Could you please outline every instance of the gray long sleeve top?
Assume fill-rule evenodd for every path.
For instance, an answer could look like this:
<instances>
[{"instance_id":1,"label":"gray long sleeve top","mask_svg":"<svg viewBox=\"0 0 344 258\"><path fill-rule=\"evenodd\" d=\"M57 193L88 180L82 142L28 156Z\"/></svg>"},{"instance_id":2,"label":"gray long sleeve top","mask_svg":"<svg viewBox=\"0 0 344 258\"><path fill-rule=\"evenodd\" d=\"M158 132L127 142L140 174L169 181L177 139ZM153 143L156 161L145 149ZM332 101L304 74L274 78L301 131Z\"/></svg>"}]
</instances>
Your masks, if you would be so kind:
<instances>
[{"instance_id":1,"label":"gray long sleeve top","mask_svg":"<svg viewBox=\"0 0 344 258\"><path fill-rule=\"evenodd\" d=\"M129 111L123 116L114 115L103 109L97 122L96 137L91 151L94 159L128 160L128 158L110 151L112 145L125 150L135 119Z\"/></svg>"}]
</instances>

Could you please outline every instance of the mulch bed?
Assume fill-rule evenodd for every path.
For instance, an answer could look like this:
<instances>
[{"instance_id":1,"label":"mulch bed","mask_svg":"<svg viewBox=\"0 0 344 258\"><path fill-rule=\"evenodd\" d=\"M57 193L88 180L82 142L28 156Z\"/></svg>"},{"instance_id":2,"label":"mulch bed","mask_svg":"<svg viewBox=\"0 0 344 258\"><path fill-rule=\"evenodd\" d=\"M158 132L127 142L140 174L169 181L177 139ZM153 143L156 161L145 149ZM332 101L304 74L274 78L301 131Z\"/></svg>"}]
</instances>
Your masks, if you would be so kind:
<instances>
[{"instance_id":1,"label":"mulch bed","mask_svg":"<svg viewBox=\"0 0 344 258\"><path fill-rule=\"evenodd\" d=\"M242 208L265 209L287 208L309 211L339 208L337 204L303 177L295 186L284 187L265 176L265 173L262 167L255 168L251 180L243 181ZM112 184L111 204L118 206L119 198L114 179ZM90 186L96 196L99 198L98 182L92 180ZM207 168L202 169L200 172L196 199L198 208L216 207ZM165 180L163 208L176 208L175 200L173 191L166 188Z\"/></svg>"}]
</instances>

# Task goal
Report every line of the data above that contains the word "outline", copying each one in full. Treat uppercase and lowercase as different.

# Worked solution
Could you please outline every instance of the gray long sleeve top?
Could you please outline every instance of the mulch bed?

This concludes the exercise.